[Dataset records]
|---|
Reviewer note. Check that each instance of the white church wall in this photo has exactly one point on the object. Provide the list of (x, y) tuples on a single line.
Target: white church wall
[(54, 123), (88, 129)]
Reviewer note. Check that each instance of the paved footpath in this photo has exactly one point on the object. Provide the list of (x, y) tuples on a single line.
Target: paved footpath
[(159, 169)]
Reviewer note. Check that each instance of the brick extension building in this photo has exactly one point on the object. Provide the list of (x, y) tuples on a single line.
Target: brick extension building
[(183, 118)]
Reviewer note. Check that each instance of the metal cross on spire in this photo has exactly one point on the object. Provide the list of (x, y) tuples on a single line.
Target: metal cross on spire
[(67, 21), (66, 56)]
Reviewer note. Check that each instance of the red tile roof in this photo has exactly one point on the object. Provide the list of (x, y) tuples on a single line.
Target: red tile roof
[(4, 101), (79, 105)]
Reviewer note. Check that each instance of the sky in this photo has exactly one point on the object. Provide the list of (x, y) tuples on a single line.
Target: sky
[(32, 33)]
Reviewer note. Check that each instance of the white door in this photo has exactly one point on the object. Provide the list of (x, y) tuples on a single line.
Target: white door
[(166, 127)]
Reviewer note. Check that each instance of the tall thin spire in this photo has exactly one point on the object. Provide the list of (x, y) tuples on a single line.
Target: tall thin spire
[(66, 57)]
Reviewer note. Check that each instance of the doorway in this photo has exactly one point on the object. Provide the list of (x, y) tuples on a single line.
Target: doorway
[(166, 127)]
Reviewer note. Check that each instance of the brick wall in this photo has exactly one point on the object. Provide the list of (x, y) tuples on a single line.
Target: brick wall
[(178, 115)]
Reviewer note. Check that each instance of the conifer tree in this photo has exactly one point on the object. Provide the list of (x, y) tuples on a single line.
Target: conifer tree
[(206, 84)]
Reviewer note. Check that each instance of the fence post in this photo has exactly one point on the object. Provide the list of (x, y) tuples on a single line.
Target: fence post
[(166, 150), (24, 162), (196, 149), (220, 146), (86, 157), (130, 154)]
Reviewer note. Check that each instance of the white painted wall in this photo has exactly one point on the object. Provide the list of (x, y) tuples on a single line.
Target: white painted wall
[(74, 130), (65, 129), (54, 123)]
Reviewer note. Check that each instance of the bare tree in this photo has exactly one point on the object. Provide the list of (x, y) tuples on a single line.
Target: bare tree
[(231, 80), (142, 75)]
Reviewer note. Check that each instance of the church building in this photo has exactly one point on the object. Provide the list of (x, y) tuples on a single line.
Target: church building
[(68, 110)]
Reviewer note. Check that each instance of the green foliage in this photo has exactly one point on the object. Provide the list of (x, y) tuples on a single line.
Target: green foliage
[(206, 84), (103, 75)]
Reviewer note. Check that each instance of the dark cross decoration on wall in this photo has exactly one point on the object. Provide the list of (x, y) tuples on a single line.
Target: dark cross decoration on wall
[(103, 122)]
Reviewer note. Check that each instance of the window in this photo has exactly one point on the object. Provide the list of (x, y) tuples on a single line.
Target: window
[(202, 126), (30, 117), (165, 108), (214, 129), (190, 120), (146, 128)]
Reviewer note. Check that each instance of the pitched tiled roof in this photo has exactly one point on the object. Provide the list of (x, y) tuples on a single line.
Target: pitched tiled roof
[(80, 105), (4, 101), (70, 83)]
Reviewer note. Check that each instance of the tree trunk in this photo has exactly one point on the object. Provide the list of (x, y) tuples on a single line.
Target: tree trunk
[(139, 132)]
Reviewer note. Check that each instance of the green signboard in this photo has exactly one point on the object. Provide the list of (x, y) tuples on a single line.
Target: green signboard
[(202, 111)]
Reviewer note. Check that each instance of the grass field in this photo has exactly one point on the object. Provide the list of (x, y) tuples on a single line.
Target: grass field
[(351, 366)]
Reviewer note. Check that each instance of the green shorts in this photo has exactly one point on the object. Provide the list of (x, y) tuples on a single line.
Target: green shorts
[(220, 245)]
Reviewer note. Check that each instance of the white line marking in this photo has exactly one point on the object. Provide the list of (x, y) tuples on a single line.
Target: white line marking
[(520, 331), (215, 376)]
|---|
*Task brief:*
Starting with the line that contains "Target: church building", return every line through the last one of the records, exactly as written.

*Result of this task:*
Target: church building
[(68, 110)]
Reviewer note. Check that each instance of the green foliage in this photo has exactly one point on the object. Provide the list of (x, y) tuples on a single line.
Target: green foliage
[(206, 84), (103, 75)]
Reviewer note. Check that each instance of the dark cross decoration on wall in this photo has exactly one point on the object. Provide the list of (x, y) tuples on a single line.
Target: dark cross decoration on wall
[(103, 122)]
Reviewer note. Check that each instance of the window in this photo has exactly one point on the object. Provide the list of (x, y) tuples on a single line.
Target: window
[(202, 126), (30, 117), (165, 108), (214, 129), (190, 120), (146, 128)]
Reviewer note. Check that each instance of the pitched tiled roof in this photo has exactly one point on the object. Provide the list of (x, y) tuples on a single line.
Target: pitched tiled roof
[(80, 105), (4, 101), (70, 83)]
Reviewer note. Check that each instance of the tree trunk in this photo has exactly one point on the object. Provide the list of (x, y) tuples on a single line.
Target: tree trunk
[(139, 132)]
Reviewer note. Check that each instance of the green signboard in this photo has exactly one point on the object. Provide the list of (x, y) tuples on a single line.
Target: green signboard
[(202, 111)]
Reviewer note. Check that each instance of the grass field in this photo has exactly one point on the object. Provide the list of (x, y) tuples on a single line.
Target: grass field
[(351, 366)]
Reviewer note. Check that each instance of the green shorts in this photo has exactly one point on the object. Provide the list of (x, y) tuples on a single line.
Target: green shorts
[(220, 245)]
Reviewer note. Check that each instance of the white line marking in this photo has exactly one point on the object. Provide the list of (x, y) tuples on a single line.
Target: white line marking
[(520, 331), (215, 376)]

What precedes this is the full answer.